Texto fornecido ▸
Por que o 'Frankenstein' de Mary Shelley continua tão atual mais de 200 anos depois
Obra escrita por uma jovem de 18 anos antecipa debates sobre ciência, moral e humanidade que seguem vivos até hoje
LITERATURAMais de duzentos anos após sua publicação, Frankenstein, ou o Prometeu Moderno, de Mary Shelley, ainda provoca perguntas essenciais sobre os limites da ciência, da ética e do próprio ser humano. Publicado anonimamente em 1818, o romance ultrapassou o rótulo de história de terror e se consolidou como um marco da literatura gótica e da ficção científica moderna.
Shelley imaginou um cientista obcecado por desafiar a morte. O resultado é a criação de uma criatura feita de pedaços de corpos e animada por eletricidade — um ser que, ao ganhar vida, revela a monstruosidade de quem o criou. A autora fez mais do que narrar uma experiência científica malfadada: ela projetou um espelho das angústias humanas.
A gênese de Frankenstein é tão lendária quanto sua história. Em 1816, conhecido como o “ano sem verão” por causa da erupção do Monte Tambora, Shelley estava na Villa Diodati, na Suíça, com o poeta Lord Byron, seu marido Percy Bysshe Shelley e o médico John Polidori.
Durante uma tempestade, Byron propôs que cada um escrevesse uma história de terror. Mary, então com 18 anos, teve um pesadelo sobre um homem tentando dar vida a uma criatura feita de carne morta. Deste sonho nasceu Frankenstein.
A autora, filha do filósofo William Godwin e da pioneira feminista Mary Wollstonecraft, cresceu em meio a debates sobre liberdade e razão. Viveu intensamente, perdeu quatro filhos e enfrentou o luto em diferentes formas — experiências que atravessam o livro e explicam sua profundidade emocional.

Tarefa ▸ No texto sobre Frankenstein, quem propôs que cada um escrevesse uma história de terror durante a tempestade na Villa Diodati?

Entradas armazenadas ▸
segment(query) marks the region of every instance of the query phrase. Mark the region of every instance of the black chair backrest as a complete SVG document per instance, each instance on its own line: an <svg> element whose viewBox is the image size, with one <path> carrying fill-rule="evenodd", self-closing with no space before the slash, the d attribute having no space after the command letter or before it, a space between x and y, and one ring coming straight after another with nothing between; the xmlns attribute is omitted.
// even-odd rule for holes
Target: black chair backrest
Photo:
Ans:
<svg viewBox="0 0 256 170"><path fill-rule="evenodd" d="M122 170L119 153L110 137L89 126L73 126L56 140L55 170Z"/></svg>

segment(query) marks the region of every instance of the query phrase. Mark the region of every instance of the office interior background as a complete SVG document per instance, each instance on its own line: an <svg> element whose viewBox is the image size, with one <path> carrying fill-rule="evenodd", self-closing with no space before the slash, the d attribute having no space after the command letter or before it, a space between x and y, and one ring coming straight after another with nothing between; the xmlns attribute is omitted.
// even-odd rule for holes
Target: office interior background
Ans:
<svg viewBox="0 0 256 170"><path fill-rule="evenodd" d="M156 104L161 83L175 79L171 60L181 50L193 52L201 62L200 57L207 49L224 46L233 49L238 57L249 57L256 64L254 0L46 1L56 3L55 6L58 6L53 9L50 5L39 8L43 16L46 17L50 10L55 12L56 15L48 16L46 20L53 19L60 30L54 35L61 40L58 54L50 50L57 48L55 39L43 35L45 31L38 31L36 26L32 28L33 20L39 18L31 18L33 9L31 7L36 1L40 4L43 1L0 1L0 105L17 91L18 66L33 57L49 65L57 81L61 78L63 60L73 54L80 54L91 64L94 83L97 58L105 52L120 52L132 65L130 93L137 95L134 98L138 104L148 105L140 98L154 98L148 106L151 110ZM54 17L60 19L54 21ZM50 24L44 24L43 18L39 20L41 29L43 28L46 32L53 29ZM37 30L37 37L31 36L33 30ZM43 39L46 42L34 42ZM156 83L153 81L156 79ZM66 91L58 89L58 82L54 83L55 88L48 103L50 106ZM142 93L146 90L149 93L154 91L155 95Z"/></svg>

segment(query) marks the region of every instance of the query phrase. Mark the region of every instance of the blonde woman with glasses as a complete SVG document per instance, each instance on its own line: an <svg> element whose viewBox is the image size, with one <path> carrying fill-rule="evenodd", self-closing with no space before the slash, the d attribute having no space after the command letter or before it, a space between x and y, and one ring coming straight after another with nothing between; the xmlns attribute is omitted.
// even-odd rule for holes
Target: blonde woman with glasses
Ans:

Resposta ▸ Lord Byron.